> _PARTS OF THE EXERCISE_
(a) From the dog crate thread, reproduce the passage that begins at the words "datacan- welcome to" and stops after the words "everything was fine!".
(b) According to the dog crate thread, where did SteelCityDozer buy the crate?
(c) State whether each statement agrees with the dog crate thread, answering yes or no and quoting the deciding words: (i) The crate SteelCityDozer describes comes apart in pieces rather than collapsing. (ii) The Black Friday discount on the crate was 40% off. (iii) laurita's dog's bed was in pieces on Thanksgiving morning.

> _TEXT SEGMENT_
You can barely see the front of the crate, but here is a picture of it in the car. If anyone wants more info on it just let me know!


----------



## SteelCityDozer

We got ours at tractor supply. Its wire but collapses instead of coming in pieces and has two handles that you put wherever you want and a clasp to keep it folded. And it had a divider panel to use as he grew (for anyone with a young pup). We have the large (42"). They have much better prices than big pet stores on these. But you may not be able to manage the crate and dog simultaneous only because it's big. Black Friday was 40% off so I bought a second for our next pup.


----------



## laurita

Thank you so much, guys! I'm trying to decide between the plastic and the canvas. Mine doesn't tend to destroy things, but then he'll surprise you. I woke up on thanksgiving and his bed was in pieces! Those crates will make traveling with the little guy less daunting. 

Kobi- does the canvas absorb a dog smell and can you wash it easily?

datacan- welcome to the club  Mine lifted his leg at my parent's house on an indoor (fake plant). He got a get out of jail card for that one. Once we put the plants up, everything was fine!

> _ENTRIES_
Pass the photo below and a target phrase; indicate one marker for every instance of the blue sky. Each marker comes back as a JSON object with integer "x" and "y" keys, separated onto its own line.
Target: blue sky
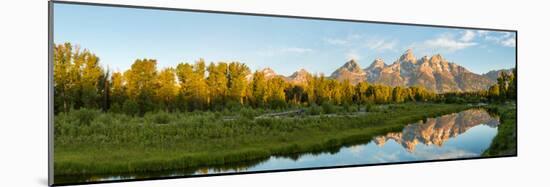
{"x": 119, "y": 36}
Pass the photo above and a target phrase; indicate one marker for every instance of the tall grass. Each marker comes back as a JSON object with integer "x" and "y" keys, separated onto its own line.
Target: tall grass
{"x": 118, "y": 143}
{"x": 505, "y": 142}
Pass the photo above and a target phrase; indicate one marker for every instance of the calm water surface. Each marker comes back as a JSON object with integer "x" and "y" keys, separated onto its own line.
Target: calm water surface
{"x": 459, "y": 135}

> _ANSWERS_
(a)
datacan- welcome to the club  Mine lifted his leg at my parent's house on an indoor (fake plant). He got a get out of jail card for that one. Once we put the plants up, everything was fine!

(b) At Tractor Supply.

(c)
(i) No: "Its wire but collapses instead of coming in pieces"
(ii) Yes: "Black Friday was 40% off"
(iii) Yes: "I woke up on thanksgiving and his bed was in pieces!"